## Given exercise
Edit the records below by replacing every "annotate" with "mark" and leaving all other text unchanged.

## Entries shown
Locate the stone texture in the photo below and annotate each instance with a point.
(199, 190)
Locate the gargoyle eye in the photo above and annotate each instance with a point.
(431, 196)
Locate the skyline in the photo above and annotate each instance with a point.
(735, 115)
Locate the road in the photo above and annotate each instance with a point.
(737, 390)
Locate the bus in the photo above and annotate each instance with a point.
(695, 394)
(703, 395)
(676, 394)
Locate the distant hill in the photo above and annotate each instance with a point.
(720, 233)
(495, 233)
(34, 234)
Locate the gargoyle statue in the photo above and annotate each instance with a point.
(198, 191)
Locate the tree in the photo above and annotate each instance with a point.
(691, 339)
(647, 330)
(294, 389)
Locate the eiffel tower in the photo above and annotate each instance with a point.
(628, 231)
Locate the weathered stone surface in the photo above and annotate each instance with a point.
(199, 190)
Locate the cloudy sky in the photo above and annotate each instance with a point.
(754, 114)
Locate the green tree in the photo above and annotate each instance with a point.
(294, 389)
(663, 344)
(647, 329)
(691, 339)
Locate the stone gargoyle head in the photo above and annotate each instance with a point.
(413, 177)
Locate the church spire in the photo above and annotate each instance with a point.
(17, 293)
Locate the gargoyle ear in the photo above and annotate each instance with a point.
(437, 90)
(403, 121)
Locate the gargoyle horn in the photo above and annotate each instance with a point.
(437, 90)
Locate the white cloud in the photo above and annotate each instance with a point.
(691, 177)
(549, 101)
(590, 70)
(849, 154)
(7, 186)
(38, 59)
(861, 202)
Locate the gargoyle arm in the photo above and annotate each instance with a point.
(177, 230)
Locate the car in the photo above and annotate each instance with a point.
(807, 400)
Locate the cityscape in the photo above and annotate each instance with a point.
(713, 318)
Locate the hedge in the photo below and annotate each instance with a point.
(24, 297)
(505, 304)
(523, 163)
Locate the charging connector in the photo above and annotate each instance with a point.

## Task result
Locate the stone texture in the photo below and mark each instance with a point.
(199, 190)
Locate the gargoyle eye in the photo above and mark each instance with a point.
(431, 196)
Locate the skyline in the photo above and mark each instance with a point.
(735, 115)
Locate the road in the photo above and mark each instance with a point.
(737, 390)
Locate the bus in the photo above and mark each instance with a point.
(695, 394)
(703, 395)
(676, 394)
Locate the distant hill in the photo above and mark each instance with a point.
(720, 233)
(495, 233)
(34, 234)
Locate the gargoyle statue in the photo above and mark each instance with a point.
(198, 191)
Locate the tree in the photo above and mark each instance with a point.
(691, 339)
(647, 330)
(294, 389)
Locate the eiffel tower in the photo above and mark each instance with a point.
(628, 231)
Locate the weathered stone surface in the photo above and mark each instance with a point.
(199, 190)
Locate the cloudy sky in the photo above and mark each instance with a point.
(754, 114)
Locate the green tree in the photo above and mark each instance with a point.
(294, 389)
(663, 344)
(647, 329)
(691, 339)
Locate the stone gargoyle head in the photo above and mark each instance with a point.
(413, 177)
Locate the church spire in the photo above and mark each instance with a point.
(17, 293)
Locate the gargoyle ear in the photo above and mark each instance with a point.
(437, 90)
(403, 121)
Locate the gargoyle horn in the photo above and mark each instance with a point.
(437, 90)
Locate the white cloud in the photo above and mark each instance with a point.
(691, 177)
(549, 101)
(590, 70)
(849, 154)
(7, 186)
(38, 59)
(861, 202)
Locate the gargoyle arm in the photo above and mark each instance with a point.
(177, 230)
Locate the car in the photo above and mark each instance with a point.
(807, 400)
Locate the cityscape in the photo above and mark each instance with a point.
(713, 318)
Locate the hedge in the photo below and mark each instance with a point.
(24, 297)
(505, 304)
(523, 163)
Locate the charging connector in the photo above and mark each instance with a point.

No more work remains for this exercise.